NetUnicodeInfo icon indicating copy to clipboard operation
NetUnicodeInfo copied to clipboard

Feature request: Searching by name

Open themobydisk opened this issue 10 years ago • 8 comments

I want to make an app that searches unicode characters by name. It looks like the UnicodeInfo class only lets me search by character. Ex: If I want to find a Unicode music note, I want to call something like:

// Returns 2669 - 266C, 1D13B - 1D164, 1F3B5, etc.
IEnumerable<int> matchingCharacters = UnicodeInfo.FindByName("note"); 

themobydisk avatar Jan 07 '16 19:01 themobydisk

Hello,

What you request is a full text index on name data. Providing a full text search algorithm is well outside the scope of this library, but there are tools which can provide this feature, like sqlite. If you wish, you can already build such an index yourself by requesting the name for every possible code point (0x0000 to 0x10FFFF).

I may implement a few helper methods to help with scenarios like this one, allowing to enumerate things like valid code points or known names, but that would be it.

hexawyz avatar Jan 09 '16 15:01 hexawyz

Okay, fair enough. Probably not a good fit for this project. Thanks for the reply!

themobydisk avatar Jan 10 '16 16:01 themobydisk

Actually you'll be surprised how simple it is, even without a full text search engine. Here's the sample code that works for me:

        private Dictionary<int, string> descriptions = new Dictionary<int, string>();

        private void BuildUnicodeList()
        {
            var blocks = UnicodeInfo.GetBlocks();

            foreach (var block in blocks)
            {
                foreach (var codepoint in block.CodePointRange)
                {
                    if (char.IsSurrogate((char)codepoint))
                    {
                        continue;
                    }

                    var charInfo = UnicodeInfo.GetCharInfo(codepoint);
                    var displayText = charInfo.Name;
                    if (displayText != null)
                    {
                        descriptions[codepoint] = displayText;
                    }
                }
            }
        }

...
            var sb = new StringBuilder();
            int hitcount = 0;
            foreach (var d in descriptions)
            {
                if (hitcount > 20)
                {
                    return sb.ToString();
                }

                if (d.Value.IndexOf(input, StringComparison.OrdinalIgnoreCase) > -1)
                {
                    sb.AppendLine(d.Key);
                    hitcount++;
                }
            }

            if (sb.Length > 0)
            {
                return sb.ToString();
            }

KirillOsenkov avatar Sep 05 '17 20:09 KirillOsenkov

The performance on my machine is about 70-80 ms per lookup, so of course having an in-memory trie or other index can significantly speed it up, however if you're OK with these numbers then it works great and is super simple.

☆ ☆ ☆ ☆

DIRECTIVES:
[a] In the Unicode name search thread, how would you render this sentence in Spanish: "Providing a full text search algorithm is well outside the scope of this library, but there are tools which can provide this feature, like sqlite."
[b] Reproduce word for word the part of the Unicode name search thread that begins at the words "var charInfo = UnicodeInfo.GetCharInfo(codepoint);" and stops after "(displayText != null)".

☆ ☆ ☆ ☆

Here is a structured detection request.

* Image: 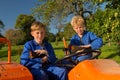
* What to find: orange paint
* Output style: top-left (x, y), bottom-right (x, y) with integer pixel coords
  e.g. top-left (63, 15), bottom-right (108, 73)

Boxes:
top-left (68, 59), bottom-right (120, 80)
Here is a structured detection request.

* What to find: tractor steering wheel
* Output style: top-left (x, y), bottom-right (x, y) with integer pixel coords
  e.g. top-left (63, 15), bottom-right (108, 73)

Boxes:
top-left (55, 49), bottom-right (101, 68)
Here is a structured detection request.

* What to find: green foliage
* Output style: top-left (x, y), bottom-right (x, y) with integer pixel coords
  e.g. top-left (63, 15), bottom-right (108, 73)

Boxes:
top-left (5, 29), bottom-right (25, 45)
top-left (0, 20), bottom-right (5, 32)
top-left (15, 14), bottom-right (35, 41)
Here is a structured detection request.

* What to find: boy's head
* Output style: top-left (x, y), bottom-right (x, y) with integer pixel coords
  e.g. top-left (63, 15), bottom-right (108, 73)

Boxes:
top-left (71, 15), bottom-right (85, 27)
top-left (31, 21), bottom-right (46, 44)
top-left (71, 15), bottom-right (85, 35)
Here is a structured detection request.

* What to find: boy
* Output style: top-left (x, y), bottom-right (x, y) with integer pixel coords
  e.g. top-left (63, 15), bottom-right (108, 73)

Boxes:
top-left (70, 15), bottom-right (103, 62)
top-left (20, 22), bottom-right (67, 80)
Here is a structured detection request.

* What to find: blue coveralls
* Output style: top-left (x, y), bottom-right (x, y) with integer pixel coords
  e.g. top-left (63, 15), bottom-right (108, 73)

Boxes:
top-left (70, 31), bottom-right (103, 61)
top-left (20, 40), bottom-right (67, 80)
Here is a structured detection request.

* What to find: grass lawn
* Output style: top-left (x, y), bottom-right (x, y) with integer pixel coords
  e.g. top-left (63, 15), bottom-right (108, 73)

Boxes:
top-left (0, 42), bottom-right (120, 63)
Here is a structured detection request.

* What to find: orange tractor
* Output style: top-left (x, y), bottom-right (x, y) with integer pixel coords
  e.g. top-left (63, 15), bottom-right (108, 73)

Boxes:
top-left (0, 38), bottom-right (120, 80)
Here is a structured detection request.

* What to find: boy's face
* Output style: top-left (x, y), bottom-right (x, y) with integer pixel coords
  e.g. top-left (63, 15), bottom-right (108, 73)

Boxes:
top-left (31, 29), bottom-right (45, 44)
top-left (73, 25), bottom-right (85, 35)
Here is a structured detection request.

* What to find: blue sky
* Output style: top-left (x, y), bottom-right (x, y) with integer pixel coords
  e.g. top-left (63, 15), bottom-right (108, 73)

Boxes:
top-left (0, 0), bottom-right (38, 34)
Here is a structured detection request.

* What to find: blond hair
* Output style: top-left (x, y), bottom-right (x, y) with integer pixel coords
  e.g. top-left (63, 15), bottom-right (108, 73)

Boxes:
top-left (71, 15), bottom-right (85, 27)
top-left (31, 21), bottom-right (46, 32)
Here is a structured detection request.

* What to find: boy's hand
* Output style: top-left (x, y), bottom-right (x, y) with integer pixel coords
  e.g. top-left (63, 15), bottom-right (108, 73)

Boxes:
top-left (42, 56), bottom-right (48, 63)
top-left (34, 50), bottom-right (48, 56)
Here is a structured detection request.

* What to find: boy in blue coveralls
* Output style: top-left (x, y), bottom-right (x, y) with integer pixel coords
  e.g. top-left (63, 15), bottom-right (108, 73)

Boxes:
top-left (20, 21), bottom-right (67, 80)
top-left (69, 15), bottom-right (103, 62)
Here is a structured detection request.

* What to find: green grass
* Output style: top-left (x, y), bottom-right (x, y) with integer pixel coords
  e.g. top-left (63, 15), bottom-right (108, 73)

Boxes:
top-left (0, 42), bottom-right (120, 63)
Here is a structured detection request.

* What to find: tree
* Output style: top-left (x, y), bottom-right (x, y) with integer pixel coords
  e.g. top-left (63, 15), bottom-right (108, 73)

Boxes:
top-left (15, 14), bottom-right (35, 42)
top-left (0, 20), bottom-right (5, 36)
top-left (87, 0), bottom-right (120, 45)
top-left (33, 0), bottom-right (102, 32)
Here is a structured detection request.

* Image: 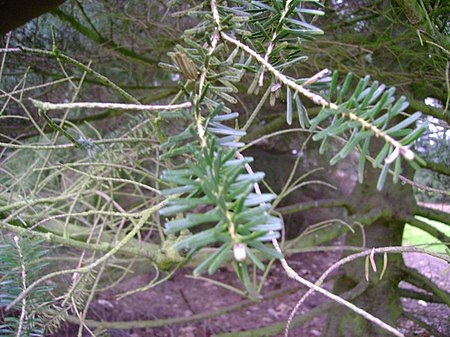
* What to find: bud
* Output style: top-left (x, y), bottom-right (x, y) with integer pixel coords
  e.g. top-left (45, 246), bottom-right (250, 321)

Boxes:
top-left (233, 243), bottom-right (247, 262)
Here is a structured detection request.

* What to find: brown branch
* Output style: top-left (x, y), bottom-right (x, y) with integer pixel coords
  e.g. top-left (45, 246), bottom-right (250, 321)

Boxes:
top-left (0, 0), bottom-right (65, 36)
top-left (52, 9), bottom-right (158, 65)
top-left (414, 206), bottom-right (449, 224)
top-left (398, 288), bottom-right (443, 303)
top-left (64, 287), bottom-right (299, 330)
top-left (215, 282), bottom-right (367, 337)
top-left (402, 311), bottom-right (446, 337)
top-left (403, 216), bottom-right (450, 248)
top-left (424, 161), bottom-right (450, 177)
top-left (402, 267), bottom-right (450, 306)
top-left (408, 96), bottom-right (450, 123)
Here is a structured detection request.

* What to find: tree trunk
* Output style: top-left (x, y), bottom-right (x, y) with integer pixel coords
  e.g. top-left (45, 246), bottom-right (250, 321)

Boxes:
top-left (324, 159), bottom-right (416, 337)
top-left (0, 0), bottom-right (65, 36)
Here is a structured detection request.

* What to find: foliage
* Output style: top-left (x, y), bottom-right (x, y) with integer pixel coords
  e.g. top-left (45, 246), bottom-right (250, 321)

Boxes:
top-left (0, 0), bottom-right (448, 335)
top-left (0, 236), bottom-right (50, 337)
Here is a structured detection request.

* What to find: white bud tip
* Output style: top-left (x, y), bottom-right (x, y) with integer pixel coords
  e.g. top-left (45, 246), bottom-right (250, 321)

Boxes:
top-left (233, 243), bottom-right (247, 262)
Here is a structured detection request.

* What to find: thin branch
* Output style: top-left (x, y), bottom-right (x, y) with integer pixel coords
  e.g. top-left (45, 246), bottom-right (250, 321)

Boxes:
top-left (30, 98), bottom-right (192, 111)
top-left (277, 199), bottom-right (351, 214)
top-left (6, 200), bottom-right (168, 310)
top-left (402, 311), bottom-right (448, 337)
top-left (414, 206), bottom-right (449, 224)
top-left (403, 267), bottom-right (450, 306)
top-left (52, 9), bottom-right (158, 65)
top-left (212, 25), bottom-right (415, 160)
top-left (285, 247), bottom-right (450, 337)
top-left (397, 288), bottom-right (444, 303)
top-left (68, 288), bottom-right (298, 330)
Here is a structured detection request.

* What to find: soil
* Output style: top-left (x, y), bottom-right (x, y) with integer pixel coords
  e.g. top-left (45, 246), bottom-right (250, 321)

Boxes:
top-left (55, 245), bottom-right (450, 337)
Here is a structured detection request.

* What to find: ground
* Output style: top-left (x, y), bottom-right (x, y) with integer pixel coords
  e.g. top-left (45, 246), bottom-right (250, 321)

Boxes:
top-left (55, 244), bottom-right (450, 337)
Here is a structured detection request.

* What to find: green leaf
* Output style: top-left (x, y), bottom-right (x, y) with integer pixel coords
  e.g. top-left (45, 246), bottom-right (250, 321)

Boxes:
top-left (174, 228), bottom-right (217, 250)
top-left (377, 164), bottom-right (390, 191)
top-left (248, 241), bottom-right (283, 259)
top-left (286, 87), bottom-right (292, 125)
top-left (372, 143), bottom-right (391, 168)
top-left (244, 193), bottom-right (276, 206)
top-left (358, 138), bottom-right (370, 184)
top-left (386, 111), bottom-right (422, 134)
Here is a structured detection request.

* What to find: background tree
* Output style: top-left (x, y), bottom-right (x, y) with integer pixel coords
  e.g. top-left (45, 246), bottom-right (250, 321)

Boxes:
top-left (0, 1), bottom-right (450, 336)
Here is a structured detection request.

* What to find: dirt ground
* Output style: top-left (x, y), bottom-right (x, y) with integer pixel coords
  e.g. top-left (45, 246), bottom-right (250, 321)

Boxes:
top-left (55, 244), bottom-right (450, 337)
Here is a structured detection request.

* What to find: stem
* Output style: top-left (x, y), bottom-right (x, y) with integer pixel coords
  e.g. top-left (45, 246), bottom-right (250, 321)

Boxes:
top-left (30, 98), bottom-right (192, 111)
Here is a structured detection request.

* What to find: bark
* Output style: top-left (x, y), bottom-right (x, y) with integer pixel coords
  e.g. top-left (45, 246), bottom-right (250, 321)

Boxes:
top-left (324, 156), bottom-right (415, 337)
top-left (0, 0), bottom-right (65, 35)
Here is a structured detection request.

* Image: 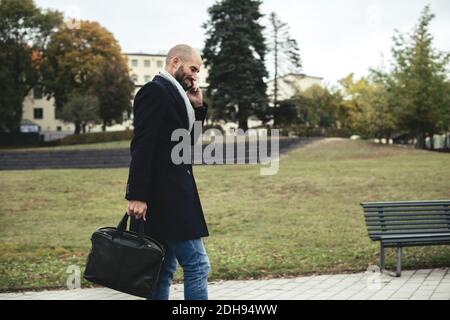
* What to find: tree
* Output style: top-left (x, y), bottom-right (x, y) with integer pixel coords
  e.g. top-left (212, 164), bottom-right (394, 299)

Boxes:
top-left (91, 62), bottom-right (134, 131)
top-left (203, 0), bottom-right (268, 130)
top-left (0, 0), bottom-right (62, 132)
top-left (339, 74), bottom-right (395, 139)
top-left (269, 12), bottom-right (302, 108)
top-left (43, 21), bottom-right (133, 123)
top-left (60, 92), bottom-right (100, 134)
top-left (387, 6), bottom-right (450, 148)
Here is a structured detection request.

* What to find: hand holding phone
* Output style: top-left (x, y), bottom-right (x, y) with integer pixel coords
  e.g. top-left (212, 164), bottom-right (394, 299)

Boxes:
top-left (186, 82), bottom-right (203, 108)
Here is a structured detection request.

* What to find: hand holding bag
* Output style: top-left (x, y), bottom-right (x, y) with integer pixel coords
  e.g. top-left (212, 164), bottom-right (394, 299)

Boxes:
top-left (84, 214), bottom-right (165, 298)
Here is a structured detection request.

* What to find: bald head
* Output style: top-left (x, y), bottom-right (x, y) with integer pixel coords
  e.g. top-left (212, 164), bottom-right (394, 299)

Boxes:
top-left (166, 44), bottom-right (202, 67)
top-left (166, 44), bottom-right (203, 91)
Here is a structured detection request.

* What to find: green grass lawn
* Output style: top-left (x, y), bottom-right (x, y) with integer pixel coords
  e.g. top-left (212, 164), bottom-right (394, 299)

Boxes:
top-left (0, 140), bottom-right (450, 291)
top-left (0, 141), bottom-right (130, 152)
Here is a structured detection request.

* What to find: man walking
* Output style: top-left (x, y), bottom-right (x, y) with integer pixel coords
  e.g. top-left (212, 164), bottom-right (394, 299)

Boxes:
top-left (125, 45), bottom-right (210, 300)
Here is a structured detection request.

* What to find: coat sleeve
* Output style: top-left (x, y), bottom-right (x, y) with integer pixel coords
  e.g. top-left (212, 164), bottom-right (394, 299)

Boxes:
top-left (125, 83), bottom-right (167, 202)
top-left (191, 103), bottom-right (208, 145)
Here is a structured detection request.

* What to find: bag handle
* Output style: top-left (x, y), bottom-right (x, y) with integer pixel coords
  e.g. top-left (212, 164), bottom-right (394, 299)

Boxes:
top-left (115, 213), bottom-right (145, 244)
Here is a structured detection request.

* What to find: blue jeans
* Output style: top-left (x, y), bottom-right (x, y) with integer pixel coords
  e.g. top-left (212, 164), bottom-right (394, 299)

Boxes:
top-left (149, 239), bottom-right (211, 300)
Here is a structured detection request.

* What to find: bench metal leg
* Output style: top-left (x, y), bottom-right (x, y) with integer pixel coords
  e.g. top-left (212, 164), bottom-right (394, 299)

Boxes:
top-left (395, 247), bottom-right (402, 277)
top-left (380, 242), bottom-right (385, 271)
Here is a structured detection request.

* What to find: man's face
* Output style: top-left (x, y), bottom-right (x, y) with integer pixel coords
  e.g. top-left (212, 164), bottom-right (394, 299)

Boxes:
top-left (175, 57), bottom-right (201, 91)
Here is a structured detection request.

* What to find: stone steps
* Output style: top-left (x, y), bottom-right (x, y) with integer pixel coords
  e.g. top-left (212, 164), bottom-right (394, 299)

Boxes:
top-left (0, 138), bottom-right (317, 171)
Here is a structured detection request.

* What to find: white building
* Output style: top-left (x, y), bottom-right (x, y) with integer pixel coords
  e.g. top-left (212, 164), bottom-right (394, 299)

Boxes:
top-left (267, 73), bottom-right (323, 101)
top-left (22, 53), bottom-right (323, 141)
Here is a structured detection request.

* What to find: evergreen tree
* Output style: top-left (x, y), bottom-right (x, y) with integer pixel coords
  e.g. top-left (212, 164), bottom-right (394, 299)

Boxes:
top-left (203, 0), bottom-right (268, 130)
top-left (388, 6), bottom-right (449, 148)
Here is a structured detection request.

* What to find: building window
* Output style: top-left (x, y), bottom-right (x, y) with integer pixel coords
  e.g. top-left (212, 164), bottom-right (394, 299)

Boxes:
top-left (33, 87), bottom-right (42, 100)
top-left (34, 108), bottom-right (44, 120)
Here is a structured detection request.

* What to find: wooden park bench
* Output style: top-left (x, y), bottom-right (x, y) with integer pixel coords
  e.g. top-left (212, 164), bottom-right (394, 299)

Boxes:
top-left (361, 200), bottom-right (450, 277)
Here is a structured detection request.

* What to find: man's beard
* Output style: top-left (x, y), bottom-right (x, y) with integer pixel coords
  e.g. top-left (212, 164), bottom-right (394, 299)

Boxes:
top-left (175, 66), bottom-right (192, 91)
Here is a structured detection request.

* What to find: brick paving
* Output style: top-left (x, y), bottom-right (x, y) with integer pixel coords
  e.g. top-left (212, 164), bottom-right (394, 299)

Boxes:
top-left (0, 268), bottom-right (450, 300)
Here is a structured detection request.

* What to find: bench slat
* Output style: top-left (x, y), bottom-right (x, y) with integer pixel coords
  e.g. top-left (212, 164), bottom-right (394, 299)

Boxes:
top-left (364, 207), bottom-right (450, 213)
top-left (361, 200), bottom-right (450, 208)
top-left (366, 215), bottom-right (450, 222)
top-left (366, 220), bottom-right (450, 228)
top-left (369, 229), bottom-right (448, 237)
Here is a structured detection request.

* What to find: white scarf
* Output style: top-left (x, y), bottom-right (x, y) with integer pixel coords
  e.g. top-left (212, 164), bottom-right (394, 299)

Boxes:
top-left (159, 70), bottom-right (195, 133)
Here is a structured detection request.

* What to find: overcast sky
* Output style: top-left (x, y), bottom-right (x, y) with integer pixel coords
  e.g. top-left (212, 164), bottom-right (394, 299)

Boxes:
top-left (35, 0), bottom-right (450, 84)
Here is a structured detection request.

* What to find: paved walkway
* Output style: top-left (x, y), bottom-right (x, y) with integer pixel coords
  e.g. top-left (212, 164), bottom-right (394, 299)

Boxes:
top-left (0, 268), bottom-right (450, 300)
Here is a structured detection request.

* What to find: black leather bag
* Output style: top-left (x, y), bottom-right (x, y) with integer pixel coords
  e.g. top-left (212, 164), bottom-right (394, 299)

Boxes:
top-left (84, 214), bottom-right (165, 298)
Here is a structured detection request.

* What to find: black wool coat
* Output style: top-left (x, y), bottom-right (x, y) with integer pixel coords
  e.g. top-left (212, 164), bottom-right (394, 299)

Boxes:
top-left (125, 76), bottom-right (209, 240)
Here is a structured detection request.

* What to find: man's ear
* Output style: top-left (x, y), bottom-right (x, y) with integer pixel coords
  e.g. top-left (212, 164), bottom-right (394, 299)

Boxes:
top-left (172, 57), bottom-right (181, 67)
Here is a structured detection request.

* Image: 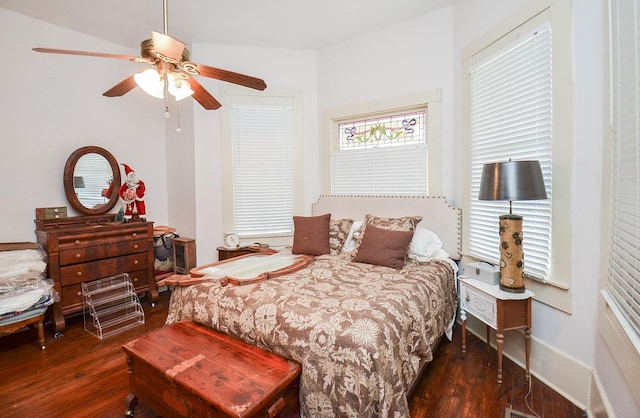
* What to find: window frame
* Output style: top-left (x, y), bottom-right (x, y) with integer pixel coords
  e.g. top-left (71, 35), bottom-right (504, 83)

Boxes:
top-left (322, 89), bottom-right (442, 196)
top-left (220, 86), bottom-right (304, 245)
top-left (462, 0), bottom-right (573, 313)
top-left (598, 0), bottom-right (640, 401)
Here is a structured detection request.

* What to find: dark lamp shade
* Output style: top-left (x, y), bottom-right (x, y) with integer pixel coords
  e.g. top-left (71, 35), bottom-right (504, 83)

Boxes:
top-left (478, 161), bottom-right (547, 201)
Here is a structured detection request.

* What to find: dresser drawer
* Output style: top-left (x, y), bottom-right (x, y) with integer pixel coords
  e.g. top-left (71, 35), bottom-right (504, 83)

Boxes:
top-left (60, 240), bottom-right (151, 266)
top-left (460, 282), bottom-right (498, 328)
top-left (58, 226), bottom-right (148, 252)
top-left (60, 253), bottom-right (149, 286)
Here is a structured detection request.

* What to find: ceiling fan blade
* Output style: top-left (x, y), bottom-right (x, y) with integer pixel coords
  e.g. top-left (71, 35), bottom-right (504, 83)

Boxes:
top-left (102, 75), bottom-right (137, 97)
top-left (187, 77), bottom-right (222, 110)
top-left (151, 31), bottom-right (184, 62)
top-left (33, 48), bottom-right (142, 62)
top-left (196, 64), bottom-right (267, 90)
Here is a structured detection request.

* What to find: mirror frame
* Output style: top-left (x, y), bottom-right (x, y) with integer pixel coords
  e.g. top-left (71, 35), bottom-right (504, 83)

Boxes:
top-left (63, 145), bottom-right (120, 215)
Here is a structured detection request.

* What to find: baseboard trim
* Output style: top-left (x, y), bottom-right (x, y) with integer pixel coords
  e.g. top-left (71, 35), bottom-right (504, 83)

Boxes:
top-left (460, 316), bottom-right (602, 410)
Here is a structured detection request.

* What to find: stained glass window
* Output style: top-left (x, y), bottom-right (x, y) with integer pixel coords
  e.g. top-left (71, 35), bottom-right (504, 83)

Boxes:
top-left (338, 110), bottom-right (426, 151)
top-left (331, 106), bottom-right (429, 195)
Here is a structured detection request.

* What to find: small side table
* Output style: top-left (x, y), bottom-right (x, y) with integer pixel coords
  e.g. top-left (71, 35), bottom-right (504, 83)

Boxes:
top-left (458, 276), bottom-right (534, 384)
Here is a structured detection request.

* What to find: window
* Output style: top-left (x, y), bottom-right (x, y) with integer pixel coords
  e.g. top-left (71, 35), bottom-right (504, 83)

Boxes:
top-left (462, 0), bottom-right (573, 313)
top-left (331, 108), bottom-right (427, 195)
top-left (325, 91), bottom-right (441, 195)
top-left (223, 88), bottom-right (302, 242)
top-left (604, 0), bottom-right (640, 352)
top-left (469, 22), bottom-right (553, 281)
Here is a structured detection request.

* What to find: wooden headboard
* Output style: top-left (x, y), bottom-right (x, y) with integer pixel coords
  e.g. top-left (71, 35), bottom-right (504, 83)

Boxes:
top-left (311, 195), bottom-right (462, 260)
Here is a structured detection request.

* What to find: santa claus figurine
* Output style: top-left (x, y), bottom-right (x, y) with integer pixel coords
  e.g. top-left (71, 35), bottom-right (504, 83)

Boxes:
top-left (119, 163), bottom-right (147, 222)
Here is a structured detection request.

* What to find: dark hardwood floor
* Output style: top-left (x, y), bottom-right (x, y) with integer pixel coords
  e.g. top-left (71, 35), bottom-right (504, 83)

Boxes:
top-left (0, 292), bottom-right (586, 418)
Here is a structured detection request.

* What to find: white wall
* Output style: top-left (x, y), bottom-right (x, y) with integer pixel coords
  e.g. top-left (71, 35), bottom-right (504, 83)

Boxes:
top-left (0, 8), bottom-right (167, 242)
top-left (318, 8), bottom-right (456, 198)
top-left (453, 0), bottom-right (640, 417)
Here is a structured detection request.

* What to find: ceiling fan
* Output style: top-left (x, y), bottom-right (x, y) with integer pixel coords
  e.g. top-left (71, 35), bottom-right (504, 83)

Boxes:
top-left (33, 0), bottom-right (267, 114)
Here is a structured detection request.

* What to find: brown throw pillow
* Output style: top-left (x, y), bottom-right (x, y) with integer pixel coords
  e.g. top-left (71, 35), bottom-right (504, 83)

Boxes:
top-left (329, 218), bottom-right (353, 254)
top-left (291, 213), bottom-right (331, 255)
top-left (352, 225), bottom-right (413, 269)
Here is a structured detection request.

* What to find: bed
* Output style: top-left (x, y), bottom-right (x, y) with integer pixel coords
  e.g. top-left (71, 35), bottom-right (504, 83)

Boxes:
top-left (166, 196), bottom-right (461, 417)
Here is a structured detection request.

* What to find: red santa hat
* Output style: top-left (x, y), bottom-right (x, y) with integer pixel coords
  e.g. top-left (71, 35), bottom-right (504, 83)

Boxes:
top-left (121, 163), bottom-right (133, 175)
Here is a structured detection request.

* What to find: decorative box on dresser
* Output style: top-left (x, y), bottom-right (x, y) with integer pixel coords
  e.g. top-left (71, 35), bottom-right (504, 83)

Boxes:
top-left (36, 214), bottom-right (158, 332)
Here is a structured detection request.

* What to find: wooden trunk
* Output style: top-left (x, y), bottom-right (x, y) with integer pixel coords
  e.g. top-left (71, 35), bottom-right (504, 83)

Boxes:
top-left (123, 322), bottom-right (301, 417)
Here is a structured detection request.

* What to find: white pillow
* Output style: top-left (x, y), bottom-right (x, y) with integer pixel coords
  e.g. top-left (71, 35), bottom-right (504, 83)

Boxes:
top-left (342, 221), bottom-right (364, 252)
top-left (409, 226), bottom-right (449, 261)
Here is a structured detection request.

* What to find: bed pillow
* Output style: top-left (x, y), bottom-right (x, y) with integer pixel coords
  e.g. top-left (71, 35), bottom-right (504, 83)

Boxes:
top-left (342, 221), bottom-right (364, 252)
top-left (356, 214), bottom-right (422, 248)
top-left (409, 226), bottom-right (448, 261)
top-left (329, 218), bottom-right (353, 254)
top-left (352, 225), bottom-right (413, 269)
top-left (291, 213), bottom-right (331, 255)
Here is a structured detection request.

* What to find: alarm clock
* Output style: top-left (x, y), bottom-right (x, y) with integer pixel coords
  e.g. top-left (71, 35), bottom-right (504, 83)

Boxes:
top-left (224, 233), bottom-right (240, 248)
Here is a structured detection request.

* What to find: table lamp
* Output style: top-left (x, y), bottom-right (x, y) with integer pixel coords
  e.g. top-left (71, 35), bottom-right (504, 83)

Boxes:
top-left (478, 160), bottom-right (547, 293)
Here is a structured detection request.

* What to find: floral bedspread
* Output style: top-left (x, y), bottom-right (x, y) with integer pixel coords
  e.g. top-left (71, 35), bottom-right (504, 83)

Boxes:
top-left (166, 255), bottom-right (457, 418)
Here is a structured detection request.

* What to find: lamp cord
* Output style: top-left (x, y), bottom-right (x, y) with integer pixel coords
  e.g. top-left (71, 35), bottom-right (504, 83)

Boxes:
top-left (524, 373), bottom-right (540, 418)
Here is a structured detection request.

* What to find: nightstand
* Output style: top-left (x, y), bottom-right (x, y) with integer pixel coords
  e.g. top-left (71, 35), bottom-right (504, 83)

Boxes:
top-left (458, 276), bottom-right (534, 384)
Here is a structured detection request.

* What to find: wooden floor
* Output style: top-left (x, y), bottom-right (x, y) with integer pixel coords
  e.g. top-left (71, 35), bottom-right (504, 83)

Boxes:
top-left (0, 292), bottom-right (583, 418)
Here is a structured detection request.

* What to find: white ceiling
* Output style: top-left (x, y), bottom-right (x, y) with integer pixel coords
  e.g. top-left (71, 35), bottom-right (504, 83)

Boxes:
top-left (0, 0), bottom-right (455, 52)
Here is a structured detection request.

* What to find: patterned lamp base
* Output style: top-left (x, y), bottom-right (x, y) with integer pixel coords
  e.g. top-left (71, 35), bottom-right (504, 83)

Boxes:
top-left (500, 215), bottom-right (525, 293)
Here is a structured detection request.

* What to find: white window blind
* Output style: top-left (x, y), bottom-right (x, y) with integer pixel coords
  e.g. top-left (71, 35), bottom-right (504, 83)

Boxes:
top-left (605, 0), bottom-right (640, 351)
top-left (468, 23), bottom-right (553, 281)
top-left (231, 98), bottom-right (295, 238)
top-left (331, 108), bottom-right (428, 195)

☆ ☆ ☆ ☆

RESPONSES IN ORDER:
[a] Proporcionar un algoritmo de búsqueda de texto completo está muy fuera del alcance de esta biblioteca, pero hay herramientas que pueden ofrecer esta función, como sqlite.

[b]
var charInfo = UnicodeInfo.GetCharInfo(codepoint);
                    var displayText = charInfo.Name;
                    if (displayText != null)